##### PROVIDED PASSAGE #####
It becomes a Christmas miracle story, minus assistance from angels and ghostly epiphanies, but miracle enough to include second chances.
Chapter 4: The Comebacker
In his capacity as a local reporter for the San Francisco Giants’ home games, Lionel witnesses the debut of a AAA pitcher named Nathan, a man unusually articulate and thoughtful for a baseball player, as his first interview shows. But Nathan vanishes as quickly as he appeared, as AAA players often do, and Lionel retreats again into himself, but not without lingering thoughts of this odd duck.
Nathan is brought back a few weeks later as a reliever, helps the team maintain its one-run advantage, and speaks as eloquently, even poetically, as ever. Like Eggers’s earlier book about flying in a glider, Understanding the Sky, the narrative is built from a series of answers from Nathan to questions about how it feels to be pitching.
Lionel eventually hears that a line drive to Nathan’s temple prior to him coming to the Giants, a glancing shot that off the temple, loosened his tongue, imbuing his speech with its loquaciousness and his mind with a Buddhist’s serenity, beholding the miraculous within pedestrian experience.
Chapter 6: The Ocean Is Everyone’s but It Is Not Yours
A young woman named Aurora takes over her father’s business taking tourists on whale and dolphin sightings in Monterey Bay. Another boat at the same pier has also run a similar business for decades, as had a third, whose owner retired without a replacement. Over these decades, Aurora’s father, the other boast owners, and eventually Aurora herself communicated with each other when the mammals were spotted. This maximized the number of happy tourists, which was good for business for all of them.
One day, a new ship arrives, its captain wealthy enough to inflict upon his competition stringent enforcement of every petty city regulation and code by its previously indifferent police force. The new captain has a large, uniformed crew, a large, black boat, and a bus service to the pier for paying clients. He does not share with the other boats when he has made sightings. He does not talk to them or acknowledge their existence.
#####
* EXERCISE TASKS *
[a] List every character in the book review who is given a personal name within the stories it describes.
[b] Extend the book review past its final sentence.
The items come from a different source than the book review.
##### INFORMATION #####
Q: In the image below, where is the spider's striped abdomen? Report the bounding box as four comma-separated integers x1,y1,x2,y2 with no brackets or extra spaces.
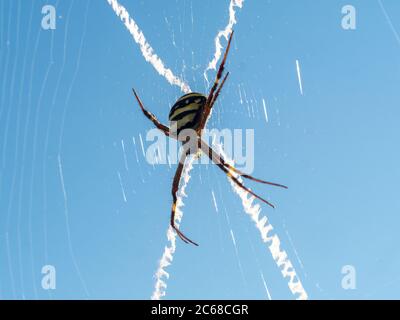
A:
169,92,207,135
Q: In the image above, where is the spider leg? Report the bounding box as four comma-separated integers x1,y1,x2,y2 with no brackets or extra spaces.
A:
170,153,198,246
201,140,288,189
202,143,275,208
132,88,170,136
200,30,233,129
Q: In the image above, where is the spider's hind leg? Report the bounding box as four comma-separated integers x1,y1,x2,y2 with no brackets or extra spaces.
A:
170,153,198,246
132,88,170,136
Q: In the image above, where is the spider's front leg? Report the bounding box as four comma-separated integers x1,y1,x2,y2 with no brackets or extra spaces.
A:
132,88,170,136
201,140,288,189
201,141,282,208
171,151,198,246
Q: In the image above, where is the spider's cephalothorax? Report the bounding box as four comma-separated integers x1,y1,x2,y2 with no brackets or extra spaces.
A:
133,31,286,245
169,92,207,135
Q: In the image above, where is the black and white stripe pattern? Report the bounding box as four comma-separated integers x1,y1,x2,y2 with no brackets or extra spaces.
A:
169,92,207,134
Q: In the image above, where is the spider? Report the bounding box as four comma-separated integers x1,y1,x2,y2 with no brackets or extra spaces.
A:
132,31,287,246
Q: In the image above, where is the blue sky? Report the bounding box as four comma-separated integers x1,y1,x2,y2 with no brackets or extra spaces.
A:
0,0,400,299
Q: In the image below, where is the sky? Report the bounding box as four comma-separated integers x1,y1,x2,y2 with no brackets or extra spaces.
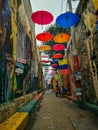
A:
30,0,78,44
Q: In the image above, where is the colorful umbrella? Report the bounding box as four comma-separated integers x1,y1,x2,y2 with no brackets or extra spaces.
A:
31,10,53,25
60,69,69,75
52,44,65,51
56,12,79,28
42,64,50,66
36,32,52,42
53,33,70,43
39,45,51,51
52,64,58,66
40,60,50,63
52,54,63,59
41,55,49,58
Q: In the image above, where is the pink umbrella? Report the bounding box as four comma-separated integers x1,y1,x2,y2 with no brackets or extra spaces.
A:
36,32,52,42
40,60,50,63
52,44,65,51
52,64,58,66
31,10,53,25
52,54,63,59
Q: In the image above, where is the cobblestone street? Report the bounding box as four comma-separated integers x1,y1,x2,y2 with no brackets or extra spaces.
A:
27,90,98,130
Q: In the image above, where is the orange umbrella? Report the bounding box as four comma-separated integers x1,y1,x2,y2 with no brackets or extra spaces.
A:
39,45,51,51
52,54,63,59
36,32,52,42
53,33,70,43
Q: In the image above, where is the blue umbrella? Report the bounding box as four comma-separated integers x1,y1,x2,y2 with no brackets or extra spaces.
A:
56,12,79,28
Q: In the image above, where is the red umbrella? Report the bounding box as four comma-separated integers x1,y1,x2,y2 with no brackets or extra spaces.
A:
53,33,70,43
31,10,53,25
39,45,51,51
36,32,52,42
52,54,63,59
52,44,65,51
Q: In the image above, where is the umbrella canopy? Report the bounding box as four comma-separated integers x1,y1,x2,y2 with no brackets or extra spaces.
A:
56,12,79,28
36,32,52,42
52,54,63,59
40,60,50,63
52,44,65,51
39,45,51,51
31,10,53,25
52,64,58,66
53,33,70,43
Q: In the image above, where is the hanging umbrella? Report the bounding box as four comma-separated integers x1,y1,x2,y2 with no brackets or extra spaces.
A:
40,60,50,63
52,64,58,66
42,64,50,66
36,32,52,42
52,44,66,51
53,33,70,43
56,12,79,28
39,45,51,51
53,59,59,64
52,54,63,59
31,10,53,25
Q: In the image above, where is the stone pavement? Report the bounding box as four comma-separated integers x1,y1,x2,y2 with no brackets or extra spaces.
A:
27,90,98,130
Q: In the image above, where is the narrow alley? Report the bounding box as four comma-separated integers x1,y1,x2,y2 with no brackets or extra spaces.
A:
26,90,98,130
0,0,98,130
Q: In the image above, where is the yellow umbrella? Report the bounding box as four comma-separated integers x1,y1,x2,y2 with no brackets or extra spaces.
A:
53,33,70,43
39,45,51,51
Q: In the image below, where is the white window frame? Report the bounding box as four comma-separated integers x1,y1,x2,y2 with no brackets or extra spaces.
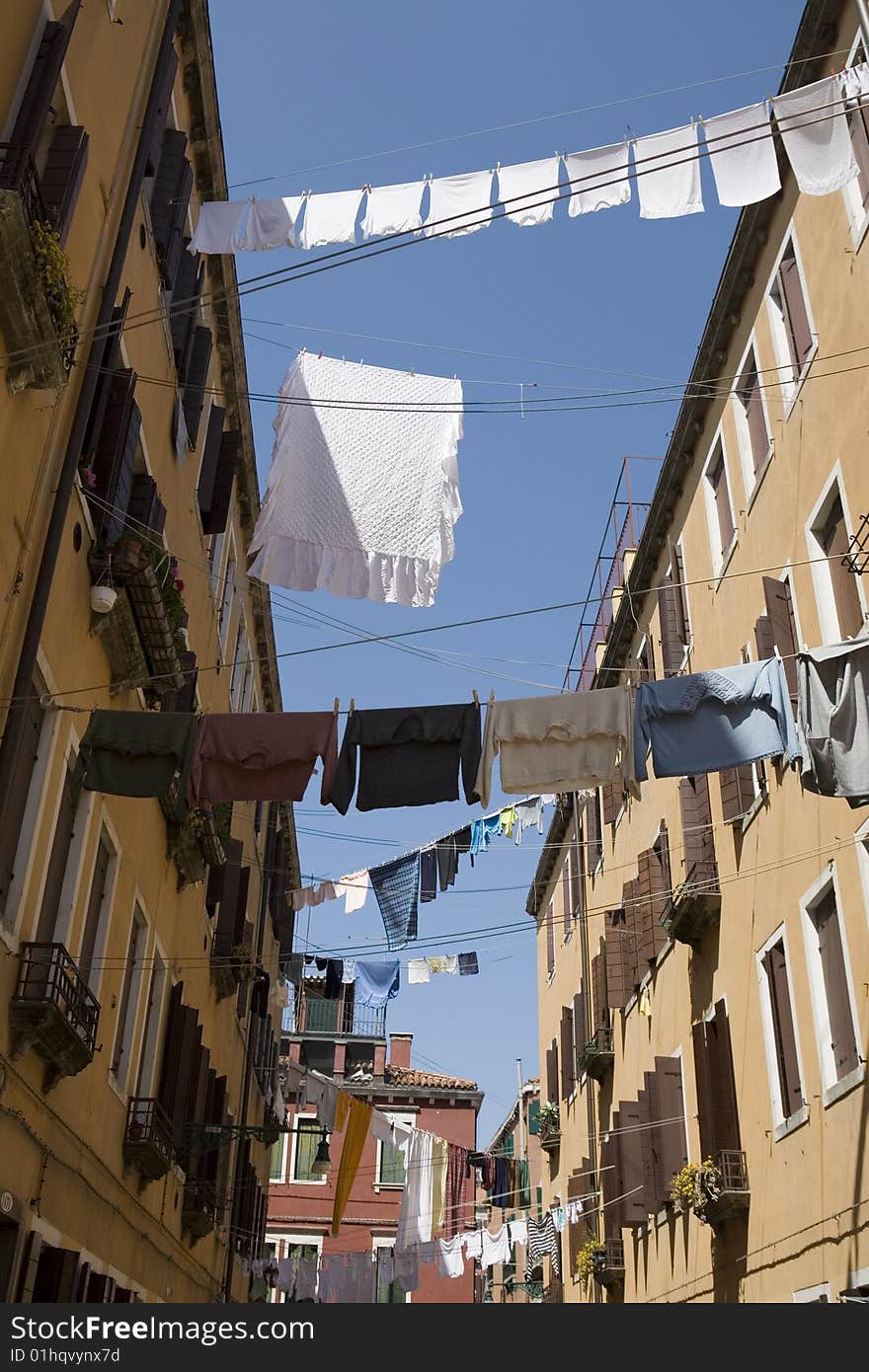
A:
287,1110,328,1186
791,461,868,644
373,1110,416,1191
799,859,866,1108
731,330,775,511
755,923,809,1143
841,31,869,253
763,219,819,419
703,424,739,588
#####
* ANSWERS FOR THE EXERCISE *
[a] Lionel, Nathan, Aurora

[b]
The story also becomes one of old money versus new and demonstrates that older tactics exist for dealing with hostile competitors. Hello, Carlos!
Chapter 7: Sanrevelle
Hop, late 30s, works for a failing law firm and lives alone in the sinking building the firm is housed in (San Francisco’s Millennium Building). As a change of pace, he takes up sailing lessons from a woman named Sanrevelle, also single but a few years older. Together, as student and teacher, their exchanges are terse but effective; learning presumably takes place, although a glossary of marine tackle is not required. Silently, they size each other up, positively. Since so much goes unspoken between them, Hop’s sense that Sanrevelle is fond of him must be delusional, he thinks, as he rows a canoe from boat to boat looking for her and the fact that she wasn’t where she had promised to be.
He’s rowing along the San Francisco Bay shoreline in early evening, where boats have lined up, each lit with Christmas decorations, for a parade of boats to celebrate the holiday. That’s as close to a spoiler as I’ll allow myself.